Output only the lines from the line holding "Each instance receives one keypoint. Mark the shrub" through the close of the records, exactly as they appear, with all pictures omitted.

BEGIN

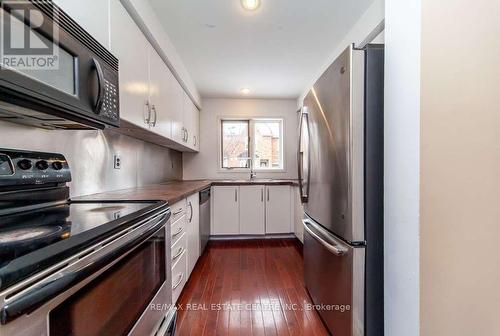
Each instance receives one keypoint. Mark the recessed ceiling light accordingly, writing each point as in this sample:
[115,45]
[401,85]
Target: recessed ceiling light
[250,4]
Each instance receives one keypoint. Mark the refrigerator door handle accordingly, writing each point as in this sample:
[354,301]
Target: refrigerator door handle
[336,247]
[304,122]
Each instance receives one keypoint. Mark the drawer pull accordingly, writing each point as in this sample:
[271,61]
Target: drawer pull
[179,231]
[181,276]
[178,254]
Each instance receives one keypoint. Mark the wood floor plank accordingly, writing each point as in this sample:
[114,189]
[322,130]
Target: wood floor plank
[249,287]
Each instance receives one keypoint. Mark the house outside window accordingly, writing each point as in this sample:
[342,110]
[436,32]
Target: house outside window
[257,142]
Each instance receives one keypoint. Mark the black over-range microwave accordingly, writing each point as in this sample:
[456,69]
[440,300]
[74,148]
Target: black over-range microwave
[53,74]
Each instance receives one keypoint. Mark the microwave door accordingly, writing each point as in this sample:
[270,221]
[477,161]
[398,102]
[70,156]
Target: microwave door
[77,82]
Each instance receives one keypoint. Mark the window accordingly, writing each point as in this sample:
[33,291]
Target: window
[235,144]
[257,142]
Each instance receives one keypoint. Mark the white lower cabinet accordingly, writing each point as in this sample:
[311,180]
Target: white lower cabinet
[193,231]
[278,209]
[185,233]
[251,210]
[226,210]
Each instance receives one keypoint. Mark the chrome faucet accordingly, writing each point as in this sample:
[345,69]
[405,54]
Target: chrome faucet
[253,174]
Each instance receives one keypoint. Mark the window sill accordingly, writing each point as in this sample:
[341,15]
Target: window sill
[247,171]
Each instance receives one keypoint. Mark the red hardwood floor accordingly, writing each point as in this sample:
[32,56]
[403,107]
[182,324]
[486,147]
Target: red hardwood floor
[250,287]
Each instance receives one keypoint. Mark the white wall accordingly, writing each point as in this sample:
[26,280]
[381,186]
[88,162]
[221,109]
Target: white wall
[90,156]
[205,164]
[402,120]
[357,34]
[460,159]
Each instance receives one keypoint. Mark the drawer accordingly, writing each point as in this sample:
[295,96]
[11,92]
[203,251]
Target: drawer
[179,248]
[178,228]
[179,277]
[178,210]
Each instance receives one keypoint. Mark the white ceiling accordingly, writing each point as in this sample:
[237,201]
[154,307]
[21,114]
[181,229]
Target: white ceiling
[274,51]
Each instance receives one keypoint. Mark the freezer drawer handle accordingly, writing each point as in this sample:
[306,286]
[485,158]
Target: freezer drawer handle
[181,276]
[335,249]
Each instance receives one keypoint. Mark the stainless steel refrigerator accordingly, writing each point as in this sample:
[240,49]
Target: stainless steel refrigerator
[341,183]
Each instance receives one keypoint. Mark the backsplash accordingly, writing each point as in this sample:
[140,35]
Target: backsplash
[90,155]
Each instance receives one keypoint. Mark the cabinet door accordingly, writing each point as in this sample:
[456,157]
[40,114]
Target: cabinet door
[194,127]
[159,85]
[130,46]
[225,210]
[92,15]
[191,123]
[177,113]
[252,210]
[193,231]
[278,209]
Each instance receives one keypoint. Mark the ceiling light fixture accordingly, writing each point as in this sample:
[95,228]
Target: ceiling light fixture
[250,4]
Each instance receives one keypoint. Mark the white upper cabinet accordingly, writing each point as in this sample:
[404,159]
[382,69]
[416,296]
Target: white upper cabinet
[159,85]
[131,47]
[151,98]
[177,112]
[278,209]
[252,212]
[191,123]
[92,15]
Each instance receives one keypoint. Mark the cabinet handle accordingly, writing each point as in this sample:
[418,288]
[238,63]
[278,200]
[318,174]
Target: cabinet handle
[147,119]
[178,282]
[153,124]
[179,231]
[178,254]
[191,211]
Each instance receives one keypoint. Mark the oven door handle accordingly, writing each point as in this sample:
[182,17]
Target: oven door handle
[45,292]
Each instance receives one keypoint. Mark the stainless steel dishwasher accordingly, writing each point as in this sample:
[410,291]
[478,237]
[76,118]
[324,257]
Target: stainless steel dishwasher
[204,218]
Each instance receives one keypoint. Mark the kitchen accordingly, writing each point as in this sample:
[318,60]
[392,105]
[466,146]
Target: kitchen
[253,167]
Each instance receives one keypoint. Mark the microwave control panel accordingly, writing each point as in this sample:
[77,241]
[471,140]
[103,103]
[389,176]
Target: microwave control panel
[110,107]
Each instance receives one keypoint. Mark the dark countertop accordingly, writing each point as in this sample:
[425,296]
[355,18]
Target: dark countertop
[175,191]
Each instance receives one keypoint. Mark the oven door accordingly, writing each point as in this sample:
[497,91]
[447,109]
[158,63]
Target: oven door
[124,288]
[54,74]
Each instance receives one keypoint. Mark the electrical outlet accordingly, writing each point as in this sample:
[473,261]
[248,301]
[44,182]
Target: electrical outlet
[117,161]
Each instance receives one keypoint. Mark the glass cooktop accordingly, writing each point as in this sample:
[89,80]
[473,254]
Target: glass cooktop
[24,234]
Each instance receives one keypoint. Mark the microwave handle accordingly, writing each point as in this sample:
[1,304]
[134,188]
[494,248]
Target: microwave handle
[45,292]
[100,83]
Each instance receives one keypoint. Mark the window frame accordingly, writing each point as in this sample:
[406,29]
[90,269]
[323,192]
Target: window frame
[251,144]
[221,147]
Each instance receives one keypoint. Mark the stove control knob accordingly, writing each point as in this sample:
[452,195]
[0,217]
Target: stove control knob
[42,165]
[57,165]
[24,164]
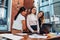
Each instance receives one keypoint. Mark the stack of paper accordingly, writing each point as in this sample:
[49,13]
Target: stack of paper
[11,36]
[37,36]
[21,33]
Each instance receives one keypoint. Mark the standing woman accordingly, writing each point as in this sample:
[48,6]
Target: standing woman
[32,21]
[41,21]
[43,29]
[19,21]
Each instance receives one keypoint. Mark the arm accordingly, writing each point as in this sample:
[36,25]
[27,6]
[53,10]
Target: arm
[28,25]
[24,25]
[38,28]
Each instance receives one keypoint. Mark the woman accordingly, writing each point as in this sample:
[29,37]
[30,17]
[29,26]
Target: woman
[43,28]
[32,21]
[19,21]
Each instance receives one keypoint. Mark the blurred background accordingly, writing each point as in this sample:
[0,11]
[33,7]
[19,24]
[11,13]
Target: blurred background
[9,9]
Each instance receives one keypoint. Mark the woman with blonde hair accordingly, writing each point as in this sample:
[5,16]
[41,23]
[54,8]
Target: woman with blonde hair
[43,28]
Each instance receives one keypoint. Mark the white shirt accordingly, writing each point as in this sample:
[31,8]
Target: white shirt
[32,20]
[18,22]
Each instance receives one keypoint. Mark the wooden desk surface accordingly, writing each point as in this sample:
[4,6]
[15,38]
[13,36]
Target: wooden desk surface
[26,37]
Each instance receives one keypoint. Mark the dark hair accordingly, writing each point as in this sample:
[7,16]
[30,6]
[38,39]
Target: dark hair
[20,11]
[42,13]
[31,10]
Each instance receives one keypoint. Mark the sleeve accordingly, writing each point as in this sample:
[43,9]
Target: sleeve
[28,25]
[22,18]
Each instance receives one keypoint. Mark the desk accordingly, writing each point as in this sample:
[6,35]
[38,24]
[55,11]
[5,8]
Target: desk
[26,37]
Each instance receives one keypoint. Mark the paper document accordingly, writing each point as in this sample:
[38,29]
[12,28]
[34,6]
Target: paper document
[11,36]
[37,36]
[21,33]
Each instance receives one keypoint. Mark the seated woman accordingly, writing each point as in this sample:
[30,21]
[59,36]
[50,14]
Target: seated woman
[43,28]
[32,21]
[19,21]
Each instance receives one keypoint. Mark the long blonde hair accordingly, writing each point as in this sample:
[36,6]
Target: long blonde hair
[42,17]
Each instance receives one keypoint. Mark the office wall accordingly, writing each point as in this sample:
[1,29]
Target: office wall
[15,9]
[26,3]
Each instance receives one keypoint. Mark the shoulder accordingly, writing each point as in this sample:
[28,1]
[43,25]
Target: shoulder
[21,17]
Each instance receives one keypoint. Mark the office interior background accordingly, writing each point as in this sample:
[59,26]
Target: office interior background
[9,8]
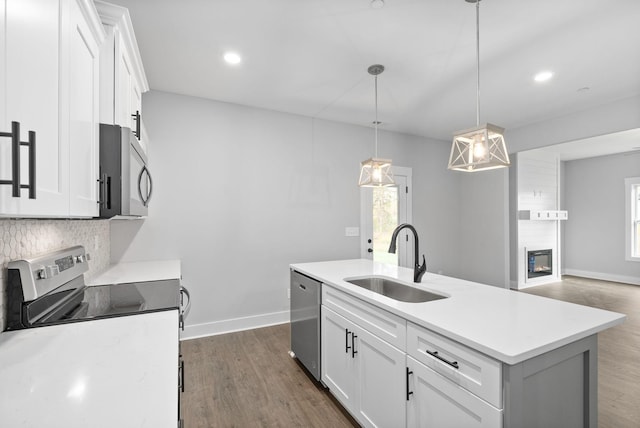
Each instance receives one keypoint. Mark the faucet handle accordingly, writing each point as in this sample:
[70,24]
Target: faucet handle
[419,270]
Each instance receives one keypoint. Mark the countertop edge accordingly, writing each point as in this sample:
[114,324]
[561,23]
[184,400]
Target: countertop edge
[507,358]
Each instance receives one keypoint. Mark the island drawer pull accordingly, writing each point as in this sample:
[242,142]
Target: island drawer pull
[409,392]
[353,345]
[435,354]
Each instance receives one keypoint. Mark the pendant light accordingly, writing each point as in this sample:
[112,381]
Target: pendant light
[376,172]
[480,148]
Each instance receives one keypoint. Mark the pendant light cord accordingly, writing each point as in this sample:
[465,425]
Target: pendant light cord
[477,62]
[376,122]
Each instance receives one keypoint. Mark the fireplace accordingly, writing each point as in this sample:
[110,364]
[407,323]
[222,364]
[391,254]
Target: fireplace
[539,263]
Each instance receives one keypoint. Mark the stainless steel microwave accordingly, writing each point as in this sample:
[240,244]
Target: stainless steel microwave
[125,180]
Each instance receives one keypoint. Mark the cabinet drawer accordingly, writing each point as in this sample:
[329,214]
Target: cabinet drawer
[470,369]
[379,322]
[436,401]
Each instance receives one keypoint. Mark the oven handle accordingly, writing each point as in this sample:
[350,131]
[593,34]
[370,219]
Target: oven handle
[187,308]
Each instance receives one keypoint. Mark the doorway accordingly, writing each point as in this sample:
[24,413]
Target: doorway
[382,209]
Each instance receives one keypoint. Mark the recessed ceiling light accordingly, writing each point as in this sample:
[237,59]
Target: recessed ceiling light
[232,58]
[543,76]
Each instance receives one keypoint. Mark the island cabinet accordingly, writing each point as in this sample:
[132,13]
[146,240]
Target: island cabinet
[391,372]
[363,371]
[450,385]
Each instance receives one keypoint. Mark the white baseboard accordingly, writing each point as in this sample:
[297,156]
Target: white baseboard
[236,324]
[603,276]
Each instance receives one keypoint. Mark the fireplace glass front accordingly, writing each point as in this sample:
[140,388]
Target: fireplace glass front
[539,263]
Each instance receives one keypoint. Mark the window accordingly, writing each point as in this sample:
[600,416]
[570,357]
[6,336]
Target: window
[632,196]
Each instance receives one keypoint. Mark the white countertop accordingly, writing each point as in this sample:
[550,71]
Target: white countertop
[507,325]
[114,372]
[155,270]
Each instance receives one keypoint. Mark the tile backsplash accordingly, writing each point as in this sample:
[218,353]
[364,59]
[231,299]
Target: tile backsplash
[27,238]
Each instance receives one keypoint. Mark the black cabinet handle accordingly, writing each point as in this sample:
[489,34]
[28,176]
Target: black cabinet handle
[105,191]
[181,380]
[145,199]
[353,345]
[435,354]
[346,340]
[185,309]
[136,117]
[15,161]
[409,372]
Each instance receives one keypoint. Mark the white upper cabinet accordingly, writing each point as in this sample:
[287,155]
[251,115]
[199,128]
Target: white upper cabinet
[123,80]
[31,65]
[80,83]
[45,90]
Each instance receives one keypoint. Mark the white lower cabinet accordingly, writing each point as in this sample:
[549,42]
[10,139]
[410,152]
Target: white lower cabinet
[435,401]
[421,380]
[366,374]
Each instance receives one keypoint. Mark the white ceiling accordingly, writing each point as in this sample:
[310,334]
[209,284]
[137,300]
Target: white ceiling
[310,57]
[619,142]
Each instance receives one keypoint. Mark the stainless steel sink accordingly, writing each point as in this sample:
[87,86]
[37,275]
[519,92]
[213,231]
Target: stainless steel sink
[395,290]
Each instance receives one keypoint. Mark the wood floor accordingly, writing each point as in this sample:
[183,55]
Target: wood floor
[618,347]
[247,379]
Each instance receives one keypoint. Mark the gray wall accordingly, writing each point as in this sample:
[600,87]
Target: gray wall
[618,116]
[594,236]
[484,236]
[240,193]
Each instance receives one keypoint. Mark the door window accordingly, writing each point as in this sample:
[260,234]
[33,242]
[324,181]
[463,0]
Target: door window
[382,209]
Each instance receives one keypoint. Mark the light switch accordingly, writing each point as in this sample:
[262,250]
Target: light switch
[352,231]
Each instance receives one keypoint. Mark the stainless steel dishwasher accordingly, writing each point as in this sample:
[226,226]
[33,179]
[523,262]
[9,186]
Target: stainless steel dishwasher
[305,321]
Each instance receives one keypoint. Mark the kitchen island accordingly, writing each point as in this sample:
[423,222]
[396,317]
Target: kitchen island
[482,356]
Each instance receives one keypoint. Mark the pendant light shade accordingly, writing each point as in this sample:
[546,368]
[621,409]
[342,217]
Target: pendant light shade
[479,149]
[483,147]
[376,172]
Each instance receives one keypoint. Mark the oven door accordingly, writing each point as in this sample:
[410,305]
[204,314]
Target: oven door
[104,301]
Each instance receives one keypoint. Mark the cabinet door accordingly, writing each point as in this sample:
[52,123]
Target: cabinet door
[82,86]
[338,362]
[381,397]
[31,63]
[438,402]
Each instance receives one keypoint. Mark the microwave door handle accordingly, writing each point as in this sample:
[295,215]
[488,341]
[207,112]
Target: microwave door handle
[150,191]
[142,198]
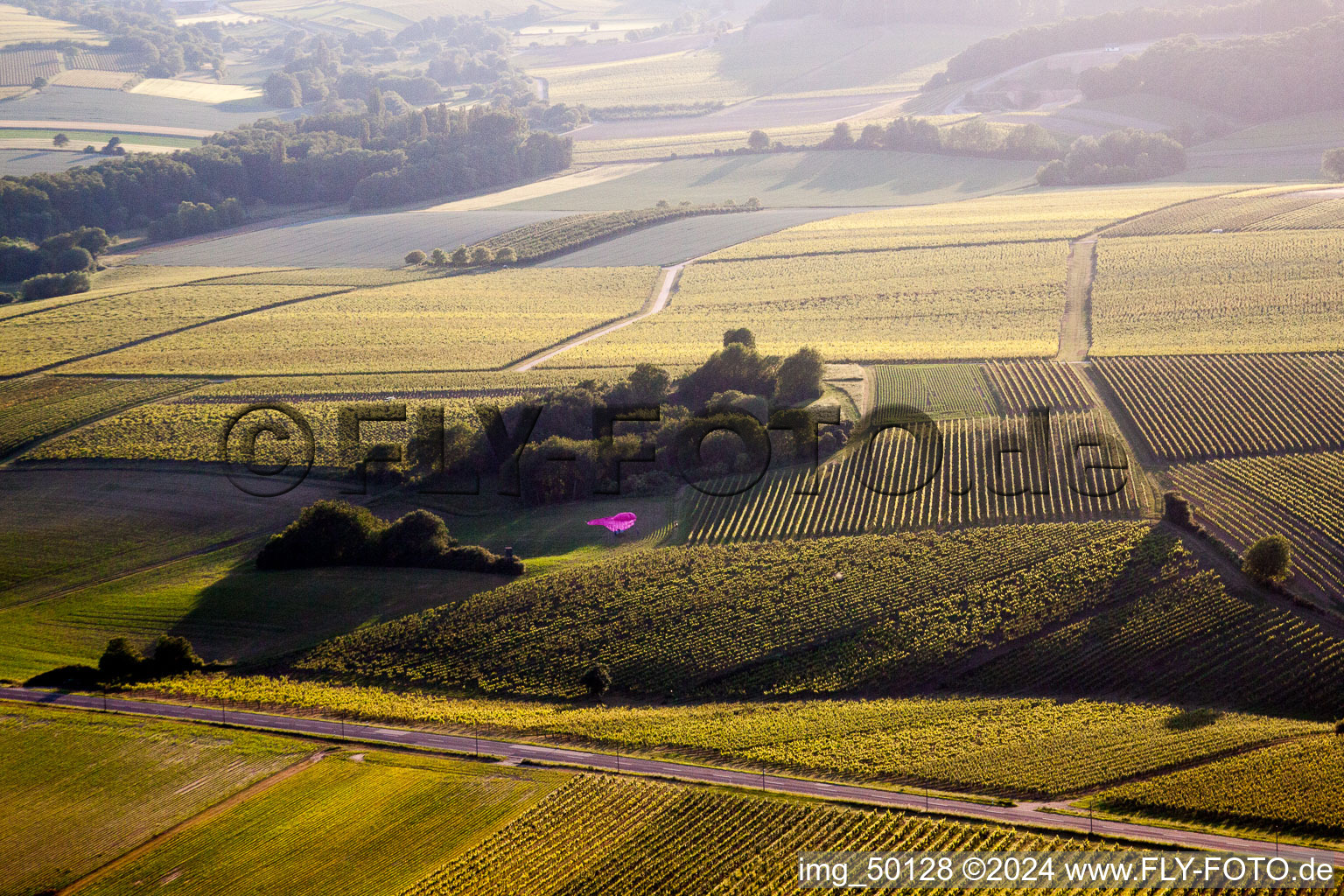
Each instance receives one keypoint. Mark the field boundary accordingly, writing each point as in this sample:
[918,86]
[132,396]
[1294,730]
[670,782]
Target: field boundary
[180,329]
[195,821]
[1025,816]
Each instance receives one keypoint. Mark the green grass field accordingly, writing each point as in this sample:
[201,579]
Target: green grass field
[82,788]
[375,822]
[1019,746]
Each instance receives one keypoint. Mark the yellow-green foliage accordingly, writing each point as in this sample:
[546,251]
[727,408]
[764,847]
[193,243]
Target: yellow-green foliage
[977,743]
[895,485]
[990,220]
[20,25]
[1298,783]
[942,391]
[191,431]
[988,301]
[1251,210]
[1293,494]
[80,788]
[825,614]
[471,321]
[1219,293]
[378,821]
[34,407]
[1195,407]
[80,328]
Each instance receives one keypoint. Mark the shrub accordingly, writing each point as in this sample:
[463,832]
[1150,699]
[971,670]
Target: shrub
[1176,509]
[1268,560]
[73,258]
[340,534]
[1332,164]
[52,285]
[122,662]
[597,680]
[326,534]
[175,655]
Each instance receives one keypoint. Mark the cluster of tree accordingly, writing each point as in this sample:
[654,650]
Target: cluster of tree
[75,250]
[338,534]
[1145,23]
[975,137]
[463,256]
[198,218]
[365,156]
[145,29]
[1120,156]
[122,662]
[1270,75]
[737,389]
[1332,164]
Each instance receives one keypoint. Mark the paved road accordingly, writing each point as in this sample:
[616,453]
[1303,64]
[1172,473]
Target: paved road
[1026,815]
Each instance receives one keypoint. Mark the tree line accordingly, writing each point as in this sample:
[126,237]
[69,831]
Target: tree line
[368,158]
[998,54]
[1263,77]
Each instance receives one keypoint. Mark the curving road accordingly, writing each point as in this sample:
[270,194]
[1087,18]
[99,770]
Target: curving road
[1026,815]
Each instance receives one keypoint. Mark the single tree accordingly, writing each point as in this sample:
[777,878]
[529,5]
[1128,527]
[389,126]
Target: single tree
[1332,164]
[799,379]
[597,680]
[122,662]
[739,336]
[175,655]
[1268,559]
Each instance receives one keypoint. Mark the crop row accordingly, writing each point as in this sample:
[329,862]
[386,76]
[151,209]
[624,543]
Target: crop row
[941,391]
[32,409]
[1198,407]
[1219,293]
[1031,384]
[987,472]
[440,324]
[1015,746]
[18,67]
[1296,496]
[559,235]
[1296,783]
[376,821]
[987,301]
[1236,211]
[1186,641]
[676,620]
[988,220]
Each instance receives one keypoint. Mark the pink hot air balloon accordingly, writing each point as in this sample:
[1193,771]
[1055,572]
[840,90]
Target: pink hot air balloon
[619,522]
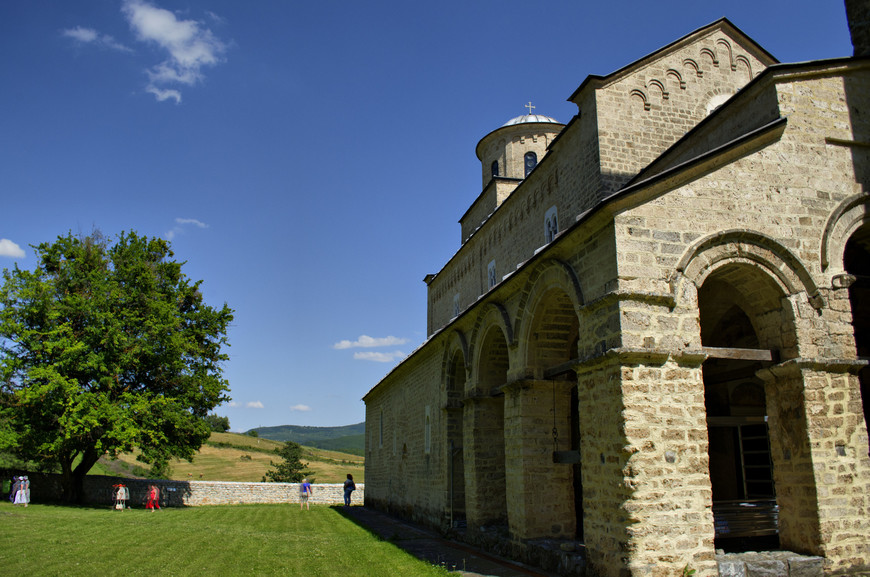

END

SOLUTION BELOW:
Each instance receives one keypoint. Mark the shrub accordingly, writing each point as in this sample:
[463,832]
[1150,699]
[971,670]
Target: shrub
[1176,509]
[1268,560]
[73,258]
[340,534]
[1332,164]
[52,285]
[122,662]
[597,680]
[326,534]
[175,655]
Each instance receives one keypoint. Mark the cluster of tree accordingly, writing each point as in this sample:
[654,650]
Target: cluster of tree
[75,250]
[338,534]
[1145,23]
[975,137]
[463,256]
[198,218]
[365,156]
[145,29]
[1120,156]
[122,662]
[1270,75]
[737,389]
[1332,164]
Each instance receives one keypoint. Mark the paved road accordingly, writing each point as in this sample:
[616,453]
[1303,64]
[1172,473]
Target: paved road
[1026,815]
Each instance receives one keypoint. Mark the tree line accordingly, writing each point as in this sample:
[126,237]
[69,831]
Target: tree line
[368,158]
[998,54]
[1263,77]
Each instance receives one keypoint. Mark the curving road accordingly, writing each point as in this sample:
[270,194]
[1087,18]
[99,770]
Target: curving road
[1026,815]
Each instance receives one keypoint. Mark the single tree accordingly, writing each point as in this sample:
[777,878]
[529,5]
[1128,527]
[389,126]
Target: single tree
[1332,164]
[799,379]
[597,680]
[122,662]
[739,336]
[175,655]
[1268,559]
Each instance receives one keypoint. Mark the crop row accordingly, writing each point as in this sample:
[329,862]
[386,76]
[151,209]
[624,543]
Target: crop row
[941,391]
[32,409]
[1198,407]
[1219,293]
[1031,384]
[987,472]
[440,324]
[1015,746]
[18,67]
[1296,496]
[559,235]
[1296,783]
[376,821]
[987,301]
[1236,211]
[1186,641]
[676,620]
[988,220]
Each instance receives one keypoint. Mark the pink hot air balloon accordingly, writing each point as in this sample:
[1193,771]
[1055,572]
[840,90]
Target: pink hot air balloon
[619,522]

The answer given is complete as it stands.